What you need to do:
Once the pictures are set aside, transcribe each line of the data exactly.

Input records:
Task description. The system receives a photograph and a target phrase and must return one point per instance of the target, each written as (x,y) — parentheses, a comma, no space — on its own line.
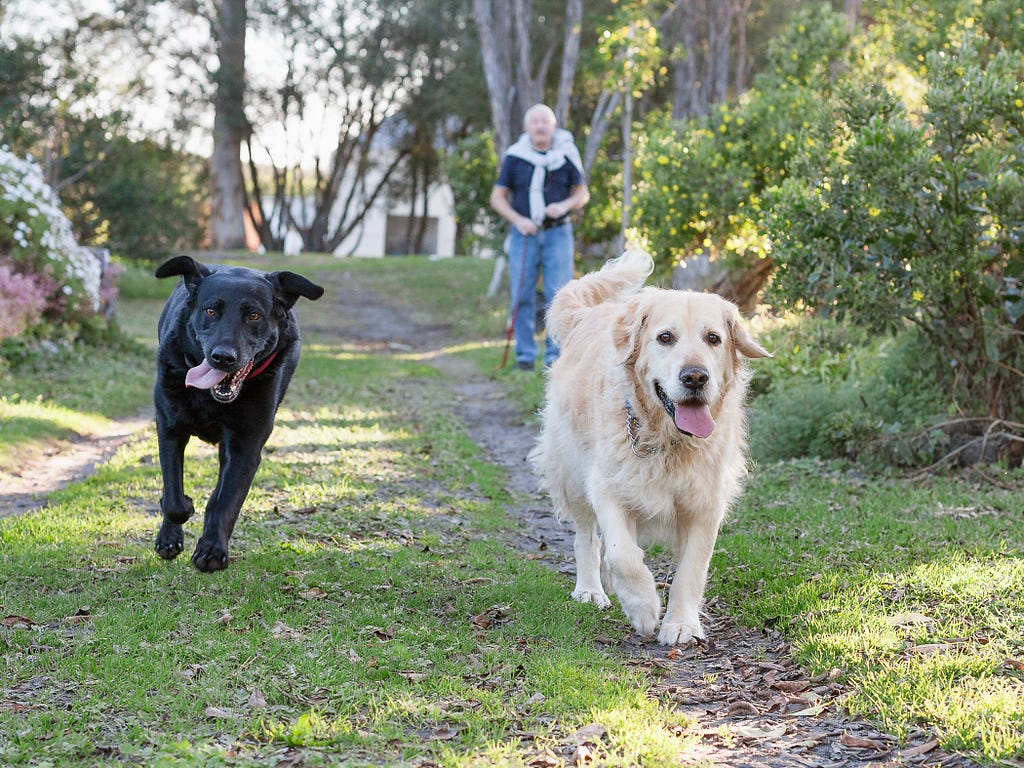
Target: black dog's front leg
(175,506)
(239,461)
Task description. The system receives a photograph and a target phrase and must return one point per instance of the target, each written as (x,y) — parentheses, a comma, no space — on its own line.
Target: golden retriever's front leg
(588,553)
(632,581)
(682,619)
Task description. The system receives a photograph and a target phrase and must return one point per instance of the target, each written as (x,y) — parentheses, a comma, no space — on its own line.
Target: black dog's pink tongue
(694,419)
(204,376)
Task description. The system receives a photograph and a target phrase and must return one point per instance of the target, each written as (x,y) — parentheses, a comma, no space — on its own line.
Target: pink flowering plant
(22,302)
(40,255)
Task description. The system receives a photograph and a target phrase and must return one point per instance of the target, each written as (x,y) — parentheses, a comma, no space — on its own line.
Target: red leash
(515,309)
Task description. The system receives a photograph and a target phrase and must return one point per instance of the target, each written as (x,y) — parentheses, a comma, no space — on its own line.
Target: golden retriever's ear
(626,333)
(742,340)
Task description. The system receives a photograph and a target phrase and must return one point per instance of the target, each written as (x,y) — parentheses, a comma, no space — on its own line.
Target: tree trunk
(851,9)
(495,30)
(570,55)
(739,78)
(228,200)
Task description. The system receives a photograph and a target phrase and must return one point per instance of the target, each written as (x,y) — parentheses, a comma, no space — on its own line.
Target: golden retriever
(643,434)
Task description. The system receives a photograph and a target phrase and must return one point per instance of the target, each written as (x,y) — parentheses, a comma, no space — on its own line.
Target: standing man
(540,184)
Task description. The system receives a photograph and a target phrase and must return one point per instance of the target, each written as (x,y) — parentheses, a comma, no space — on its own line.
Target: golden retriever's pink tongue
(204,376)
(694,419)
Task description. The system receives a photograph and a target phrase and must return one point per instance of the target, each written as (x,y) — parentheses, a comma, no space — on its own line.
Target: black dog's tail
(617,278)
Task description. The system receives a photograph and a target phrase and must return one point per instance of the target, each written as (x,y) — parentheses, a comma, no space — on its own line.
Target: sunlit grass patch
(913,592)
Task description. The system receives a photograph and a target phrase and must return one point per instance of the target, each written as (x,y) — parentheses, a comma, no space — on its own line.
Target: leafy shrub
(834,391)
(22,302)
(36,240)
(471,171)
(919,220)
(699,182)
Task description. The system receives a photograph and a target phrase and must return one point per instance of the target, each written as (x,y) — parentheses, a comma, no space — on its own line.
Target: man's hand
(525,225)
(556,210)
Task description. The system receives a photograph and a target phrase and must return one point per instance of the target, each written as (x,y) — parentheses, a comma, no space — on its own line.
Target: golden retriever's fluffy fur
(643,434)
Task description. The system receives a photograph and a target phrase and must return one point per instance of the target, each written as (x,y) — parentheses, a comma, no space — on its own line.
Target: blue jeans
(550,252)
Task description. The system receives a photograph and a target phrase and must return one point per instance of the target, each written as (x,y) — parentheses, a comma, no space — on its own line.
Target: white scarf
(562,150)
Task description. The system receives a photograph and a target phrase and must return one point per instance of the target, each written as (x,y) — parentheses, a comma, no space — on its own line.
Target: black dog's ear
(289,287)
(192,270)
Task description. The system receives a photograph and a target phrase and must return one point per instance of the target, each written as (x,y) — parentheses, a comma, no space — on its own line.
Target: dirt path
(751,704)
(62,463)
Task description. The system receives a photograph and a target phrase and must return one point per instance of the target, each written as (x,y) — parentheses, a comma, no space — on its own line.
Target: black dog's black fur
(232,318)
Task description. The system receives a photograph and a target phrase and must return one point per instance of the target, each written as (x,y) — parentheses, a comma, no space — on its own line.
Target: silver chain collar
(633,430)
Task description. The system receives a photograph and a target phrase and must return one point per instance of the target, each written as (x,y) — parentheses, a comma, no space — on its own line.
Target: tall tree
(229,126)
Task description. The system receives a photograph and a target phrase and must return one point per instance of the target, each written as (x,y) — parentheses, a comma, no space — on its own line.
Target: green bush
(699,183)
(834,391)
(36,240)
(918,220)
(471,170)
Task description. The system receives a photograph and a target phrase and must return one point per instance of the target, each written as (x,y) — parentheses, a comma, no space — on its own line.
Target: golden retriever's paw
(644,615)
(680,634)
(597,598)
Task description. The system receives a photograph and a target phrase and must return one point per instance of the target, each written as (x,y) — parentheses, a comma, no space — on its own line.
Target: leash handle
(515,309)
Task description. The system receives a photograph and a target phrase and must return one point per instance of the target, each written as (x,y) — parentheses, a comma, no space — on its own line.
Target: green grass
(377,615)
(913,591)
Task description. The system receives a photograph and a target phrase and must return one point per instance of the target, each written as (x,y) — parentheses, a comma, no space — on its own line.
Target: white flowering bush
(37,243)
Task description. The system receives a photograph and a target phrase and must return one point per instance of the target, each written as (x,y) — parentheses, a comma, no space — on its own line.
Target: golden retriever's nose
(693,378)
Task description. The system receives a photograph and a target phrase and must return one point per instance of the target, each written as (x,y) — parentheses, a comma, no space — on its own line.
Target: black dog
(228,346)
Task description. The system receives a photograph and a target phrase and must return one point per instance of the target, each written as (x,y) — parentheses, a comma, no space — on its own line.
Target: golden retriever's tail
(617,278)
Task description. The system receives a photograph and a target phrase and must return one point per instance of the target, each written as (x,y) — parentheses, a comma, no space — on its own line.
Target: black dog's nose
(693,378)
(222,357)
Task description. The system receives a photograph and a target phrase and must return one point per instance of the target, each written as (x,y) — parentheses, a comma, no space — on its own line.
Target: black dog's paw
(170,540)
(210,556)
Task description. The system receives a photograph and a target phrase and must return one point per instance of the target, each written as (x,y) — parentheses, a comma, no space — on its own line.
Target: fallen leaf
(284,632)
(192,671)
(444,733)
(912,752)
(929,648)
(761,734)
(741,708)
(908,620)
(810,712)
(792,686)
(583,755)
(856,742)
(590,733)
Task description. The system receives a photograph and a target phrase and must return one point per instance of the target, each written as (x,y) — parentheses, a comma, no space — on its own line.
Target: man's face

Your response:
Task description. The system receives a photograph and a target phrase and must return one point per instance of the target, each written as (x,y) — parentheses, a comma, no space — on its own line.
Target: black dog's front leg
(175,506)
(239,461)
Task description. The system receives a photograph and a target phrase and must return one point per instance of the target, each written as (x,y) — parentheses, a comma, no space — on its own line.
Target: golden retriever's front leg
(588,553)
(632,581)
(682,619)
Task description. The system receives a photograph and a target phrase and must return one point per instance of the target, each written as (x,y) — parentheses, a comma, no space — on its own line.
Target: black dog's pink tongue
(694,419)
(204,376)
Task description. The system receives a photograph and a target phrase and must return one point per instance of the target, each written as (x,y) — parentheses, a comma, no space — on its own line.
Target: pink flowering plant
(22,302)
(40,255)
Task description. The system receives a photograph and a target phrase and must return one point per instance of the target, each written as (x,y) — parentheses, a comma, no space — on its own line.
Target: red leash
(515,309)
Task description. The system receives a photograph and a target phrase and must return one point per instance of the target, each written as (x,y) — parentheses, a comma, no space — on its own line.
Target: golden retriever's ear
(626,333)
(742,340)
Task description. The system receives a photograph and a target phrase and must return one point per instance of the target, each written as (x,y) — parentheses, a comma, no space — on its own line.
Target: tree trunk
(851,9)
(495,30)
(570,55)
(739,78)
(228,200)
Task description. The system receives a photograph and a target phrase and must return one point per instance of the target, each written as (x,y) — parentheses, a comma, no space — on its own line.
Target: golden retriever
(643,434)
Task description. The system receives a photograph and a target phrase and must return one point per instance of the target, each written as (x,y) — parentheses, a comma, no space — on its own line.
Target: standing man
(540,184)
Task description. The system receives a photograph and a target phrase and must return one point per instance of the target, each written as (x,y) — parentheses, a comma, no space — on its own line.
Target: golden retriever's pink tongue
(204,376)
(694,419)
Task description. The system receives a photograph and a target phrase and must return one point per instance of the target, each written as (x,y) — parentheses, a comma, no space — on its own line.
Target: black dog's tail
(617,278)
Task description. The system receives a photograph and a target phrase and must return one point per instance of the target, each written as (x,y) — parentheses, a comma, no space — on its own line.
Target: sunlit grass patch
(913,592)
Task description. The system receives a photograph and a target phrase and must return one point per instance of the target, each written as (x,y) — parentheses, a comma, no space — on its own line.
Target: leafy shrub
(834,391)
(22,302)
(36,240)
(471,171)
(919,220)
(699,182)
Task description. The system receives a photograph and a target phrase and must return one point per instance of the target, each written as (x,y) — parentheses, a comma, no space — on its own line.
Target: man's hand
(525,225)
(556,210)
Task description. The system receives a photograph and a target phrase and must return one point per instance of the target, each written as (x,y) — parentheses, a comma, no space — on its own line.
Target: golden retriever's fluffy fur
(643,434)
Task description. The system receives a photograph and a target phrase and must return one point per instance of the target, each written as (x,y) — parentheses, a comma, no space — on its own line.
Target: blue jeans
(550,252)
Task description. The system receives a photograph and a target phrase and must return one point per instance of the target, each written as (x,y) — parentheses, a comma, no space — on its own line.
Target: white scarf
(562,150)
Task description. The system receives a photograph and a target phrase and must return one point per instance of the target, each written as (x,y) — parentheses, a comma, no space — on its own line.
Target: black dog's ear
(289,287)
(192,270)
Task description. The system receives a photograph and a target phrase and must return one point per instance of the target, each written as (x,y) — parentheses, a comma, no space — on its own line.
Target: dirt path
(751,704)
(62,463)
Task description. The system receives a photograph and a target phrase and must return one point per instance of the target, each written as (x,y) — parentheses, a comma, no space — on its own line.
Target: black dog's black fur
(232,318)
Task description. The system receives a photograph and a target phrase and must return one point per instance of the target, each written as (x,y) — parentheses, a comma, no space — on its own line.
Target: silver chain collar
(633,430)
Task description. The system receives a photograph and a target phrase and must return one point per instance of the target, each written as (x,y) — parentheses, a comma, no space — on its own line.
Target: tall tree
(229,126)
Task description. The system receives a photograph and a target phrase and must return one point per instance of the target, each written as (x,y) — parentheses, a comma, no space — on its own line.
Target: green bush
(699,183)
(834,391)
(36,240)
(918,220)
(471,170)
Task description. The system receives a photograph and a target phrase and must return one point per instance of the target, each written as (x,y) — parentheses, a comma, no space — on its own line.
Target: golden retriever's paw
(644,615)
(680,634)
(597,598)
Task description. The system receives a photograph and a target phrase and must return one point per instance of the target, each written as (x,y) — parentheses, a comma, no space — on its own line.
Target: leash handle
(515,309)
Task description. The system receives a photograph and a target phrase and must return one point per instance of the target, each written as (x,y) — parentheses, a comma, no space — on its own line.
Target: green grass
(377,615)
(913,591)
Task description. The system receives a photograph and a target phrase and must return one point per instance of the target, each written as (x,y) — parentheses, a comma, no space — on its own line.
Target: white flowering bush
(37,243)
Task description. The system receives a photograph and a target phrase and must return one point per instance of the target, each written as (x,y) — parentheses, a comma, no space — on its own line.
Target: golden retriever's nose
(693,378)
Task description. The system receives a photograph and a target phrase and must return one point per instance of the target, each written as (x,y) — parentheses, a comma, no space — on its own line.
Target: black dog
(228,346)
Task description. The system receives a photograph and a target phrase and must return one point per instance of the target, each written as (x,y) — parentheses, a comma, no space — on its own line.
Target: golden retriever's tail
(617,278)
Task description. The system receives a photograph and a target phrase and must return one point per instance of the target, each written as (x,y) — parentheses, a comma, no space — on its own line.
Target: black dog's nose
(693,378)
(222,357)
Task description. The system receives a photograph and a target phrase and must return one point per instance of the target, each written as (x,y) — parentheses, a comma, no space — on its own line.
Target: black dog's paw
(170,540)
(210,556)
Task description. The system receives a photograph and a target phrase and must return one point per instance of the target, each written as (x,y) — parentheses, a comma, no space — on its own line.
Target: fallen leaf
(284,632)
(192,671)
(444,733)
(912,752)
(929,648)
(761,734)
(741,708)
(908,620)
(810,712)
(792,686)
(583,755)
(856,742)
(590,733)
Task description. The system receives a photograph and a target phrase and must return one point per instance of the target, each written as (x,y) — parentheses, a comma, no space — on its own line.
Target: man's face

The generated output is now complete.